● **Task to carry out**
Retype the complete listing exactly as it appears.

● **Supplied material**
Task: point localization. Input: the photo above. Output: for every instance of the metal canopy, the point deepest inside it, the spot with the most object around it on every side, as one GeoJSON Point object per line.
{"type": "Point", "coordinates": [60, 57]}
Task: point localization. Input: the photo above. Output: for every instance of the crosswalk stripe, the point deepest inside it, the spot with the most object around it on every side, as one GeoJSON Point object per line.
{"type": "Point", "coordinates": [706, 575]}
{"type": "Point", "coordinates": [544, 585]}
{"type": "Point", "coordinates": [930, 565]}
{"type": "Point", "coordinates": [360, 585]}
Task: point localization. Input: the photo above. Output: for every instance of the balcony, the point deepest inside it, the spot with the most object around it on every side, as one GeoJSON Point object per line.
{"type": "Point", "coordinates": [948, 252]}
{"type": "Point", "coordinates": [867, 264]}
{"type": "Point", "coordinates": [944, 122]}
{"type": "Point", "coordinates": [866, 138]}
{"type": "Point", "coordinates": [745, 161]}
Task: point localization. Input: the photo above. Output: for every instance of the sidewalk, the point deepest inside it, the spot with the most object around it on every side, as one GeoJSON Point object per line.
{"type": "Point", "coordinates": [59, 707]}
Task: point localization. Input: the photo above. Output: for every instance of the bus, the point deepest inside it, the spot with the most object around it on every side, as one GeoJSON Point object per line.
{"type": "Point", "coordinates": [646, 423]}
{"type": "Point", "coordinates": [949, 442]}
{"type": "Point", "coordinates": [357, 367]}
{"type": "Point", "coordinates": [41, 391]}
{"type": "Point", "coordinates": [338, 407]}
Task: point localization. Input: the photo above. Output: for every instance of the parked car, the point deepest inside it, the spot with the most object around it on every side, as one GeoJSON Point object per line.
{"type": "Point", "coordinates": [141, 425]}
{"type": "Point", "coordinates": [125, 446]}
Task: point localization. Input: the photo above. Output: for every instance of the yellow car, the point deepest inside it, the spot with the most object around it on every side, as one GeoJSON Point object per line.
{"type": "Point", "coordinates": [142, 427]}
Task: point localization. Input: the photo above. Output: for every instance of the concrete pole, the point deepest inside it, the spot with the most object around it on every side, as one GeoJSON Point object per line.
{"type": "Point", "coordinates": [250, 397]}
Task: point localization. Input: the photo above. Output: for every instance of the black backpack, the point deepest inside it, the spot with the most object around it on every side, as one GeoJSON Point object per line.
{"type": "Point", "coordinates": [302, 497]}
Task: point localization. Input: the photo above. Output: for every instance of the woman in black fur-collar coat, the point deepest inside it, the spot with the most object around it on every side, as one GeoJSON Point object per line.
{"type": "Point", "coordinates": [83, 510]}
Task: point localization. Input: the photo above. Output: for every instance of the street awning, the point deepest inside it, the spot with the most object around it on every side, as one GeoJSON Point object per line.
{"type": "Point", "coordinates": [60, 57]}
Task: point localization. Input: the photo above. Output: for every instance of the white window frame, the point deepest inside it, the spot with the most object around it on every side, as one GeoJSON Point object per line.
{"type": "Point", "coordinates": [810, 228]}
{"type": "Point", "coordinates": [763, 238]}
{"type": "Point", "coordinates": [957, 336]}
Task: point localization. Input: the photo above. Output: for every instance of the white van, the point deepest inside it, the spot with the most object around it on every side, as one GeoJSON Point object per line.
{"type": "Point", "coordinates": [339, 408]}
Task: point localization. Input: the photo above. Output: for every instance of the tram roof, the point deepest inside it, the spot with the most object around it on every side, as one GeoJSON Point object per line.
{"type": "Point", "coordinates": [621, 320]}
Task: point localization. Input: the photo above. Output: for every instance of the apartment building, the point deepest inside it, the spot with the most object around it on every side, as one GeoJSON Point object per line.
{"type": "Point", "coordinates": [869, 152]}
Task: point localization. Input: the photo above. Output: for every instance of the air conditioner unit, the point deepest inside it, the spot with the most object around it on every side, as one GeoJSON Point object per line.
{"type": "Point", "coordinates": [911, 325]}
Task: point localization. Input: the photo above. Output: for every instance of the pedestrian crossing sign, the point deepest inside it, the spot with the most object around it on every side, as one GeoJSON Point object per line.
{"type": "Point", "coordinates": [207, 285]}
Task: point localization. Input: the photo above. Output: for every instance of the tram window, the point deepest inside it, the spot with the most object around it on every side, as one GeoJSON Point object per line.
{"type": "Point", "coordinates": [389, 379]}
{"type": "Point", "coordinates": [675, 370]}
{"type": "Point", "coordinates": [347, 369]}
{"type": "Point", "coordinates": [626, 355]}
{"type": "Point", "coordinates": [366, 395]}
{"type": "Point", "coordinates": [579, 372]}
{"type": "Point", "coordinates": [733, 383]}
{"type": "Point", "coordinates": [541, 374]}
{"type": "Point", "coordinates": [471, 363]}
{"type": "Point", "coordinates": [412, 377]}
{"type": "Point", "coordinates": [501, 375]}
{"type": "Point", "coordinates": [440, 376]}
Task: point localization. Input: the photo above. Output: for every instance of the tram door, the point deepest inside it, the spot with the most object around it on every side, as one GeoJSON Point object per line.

● **Result**
Task: point localization. Input: the photo above. Output: for every instance of the metal canopy, the point deepest inside it, the spot with the most object around it on every side, as one GeoJSON Point object per line.
{"type": "Point", "coordinates": [60, 57]}
Task: point localization. Input: the photo above. Output: for every instance of the crosswalk stripe, the point deepest inside it, the spot with the most object around it on every side, as one GeoJSON Point object per line.
{"type": "Point", "coordinates": [706, 575]}
{"type": "Point", "coordinates": [544, 585]}
{"type": "Point", "coordinates": [930, 565]}
{"type": "Point", "coordinates": [360, 585]}
Task: point localization. Input: the photo above. Output: for every instance of the balcony, the point deepest inside it, the spot with the most object around it on every side, as one GeoJSON Point object per line.
{"type": "Point", "coordinates": [948, 252]}
{"type": "Point", "coordinates": [867, 264]}
{"type": "Point", "coordinates": [944, 122]}
{"type": "Point", "coordinates": [866, 138]}
{"type": "Point", "coordinates": [745, 161]}
Task: point localization. Input: the photo above. Output: for every instance of the sidewalk, the point deepest inside it, the spot with the most object around it on every side, as one GeoJSON Point object per line.
{"type": "Point", "coordinates": [59, 707]}
Task: point localization. Input: the photo above. Output: for every instance of the bus, the point deepest inside it, the spot with the most object around it on every side, as one GeoJSON Point object per line.
{"type": "Point", "coordinates": [646, 423]}
{"type": "Point", "coordinates": [949, 442]}
{"type": "Point", "coordinates": [357, 367]}
{"type": "Point", "coordinates": [41, 391]}
{"type": "Point", "coordinates": [338, 407]}
Task: point localization. Input: the photo above. Output: for every instance of the parked car, the point deepest inside it, the spot with the most object around it on every side, as one GeoJSON Point object per line.
{"type": "Point", "coordinates": [141, 425]}
{"type": "Point", "coordinates": [125, 446]}
Task: point localization. Input: the photo above. Output: for every instance of the yellow car, the point deepest inside it, the spot with the most object around it on every side, as one GeoJSON Point object per line.
{"type": "Point", "coordinates": [142, 427]}
Task: point localization. Input: the photo above. Output: for every instance of the concrete pole, the point deepest inside it, the spot with the most object around it on every side, as one GeoJSON Point object per line.
{"type": "Point", "coordinates": [250, 397]}
Task: point localization. Input: the photo above. Output: for every instance of the black backpack, the point deepest inside it, the spot with the most object around it on every side, as one GeoJSON Point object per line.
{"type": "Point", "coordinates": [302, 497]}
Task: point localization. Input: the photo above. Output: for every instance of the woman in black fur-collar coat, the point deepest inside it, the spot with the most object around it on every side, as one GeoJSON Point object per line.
{"type": "Point", "coordinates": [83, 510]}
Task: point localization. Input: the photo above. Output: for every instance of the street awning, the point deepest inside it, the spot with the most object around it on every side, as one GeoJSON Point object per line.
{"type": "Point", "coordinates": [60, 57]}
Task: point localization. Input: the photo above. Output: for every instance of the white window frame, the point deepest inside it, the spot with the most object around it on every side, as one GeoJSON Point object per line.
{"type": "Point", "coordinates": [810, 228]}
{"type": "Point", "coordinates": [763, 238]}
{"type": "Point", "coordinates": [957, 336]}
Task: point localization. Input: the photo above. Output: for every instance of the white van, the point deepest inside it, the spot with the most object around it on every side, as one GeoJSON Point object per line.
{"type": "Point", "coordinates": [339, 408]}
Task: point localization. Input: the photo above. Output: for every instance of the tram roof, the point deepest inside it, the spot with the most object around it on every side, as one GeoJSON Point object per line.
{"type": "Point", "coordinates": [621, 320]}
Task: point localization. Input: the photo above. Output: for every instance of the apartment building, the point deepest inside it, the spot with the most object around it on every side, as one GeoJSON Point object per line.
{"type": "Point", "coordinates": [869, 152]}
Task: point localization. Input: the photo above. Output: for every instance of the air conditioner unit, the point deepest inside it, the spot with the most object around it on every side, as one GeoJSON Point object per line.
{"type": "Point", "coordinates": [911, 325]}
Task: point localization. Input: the photo above. Output: for every instance of the pedestrian crossing sign, the point deepest inside it, the spot with the most object around it on every side, as one GeoJSON Point object per line.
{"type": "Point", "coordinates": [207, 285]}
Task: point localization. Input: the photo above. Output: for every instance of the tram window, the point deepest inside it, the spot with the most object around it on every side, as one GeoJSON Point object per line.
{"type": "Point", "coordinates": [389, 379]}
{"type": "Point", "coordinates": [675, 370]}
{"type": "Point", "coordinates": [347, 369]}
{"type": "Point", "coordinates": [626, 355]}
{"type": "Point", "coordinates": [366, 395]}
{"type": "Point", "coordinates": [579, 372]}
{"type": "Point", "coordinates": [733, 383]}
{"type": "Point", "coordinates": [541, 374]}
{"type": "Point", "coordinates": [471, 363]}
{"type": "Point", "coordinates": [412, 377]}
{"type": "Point", "coordinates": [501, 375]}
{"type": "Point", "coordinates": [440, 376]}
Task: point localization. Input: the photo above. Output: for every instance of the tram door, the point deepest inside it, the spot with the most object around it on every side, as one GeoJSON Point object per line.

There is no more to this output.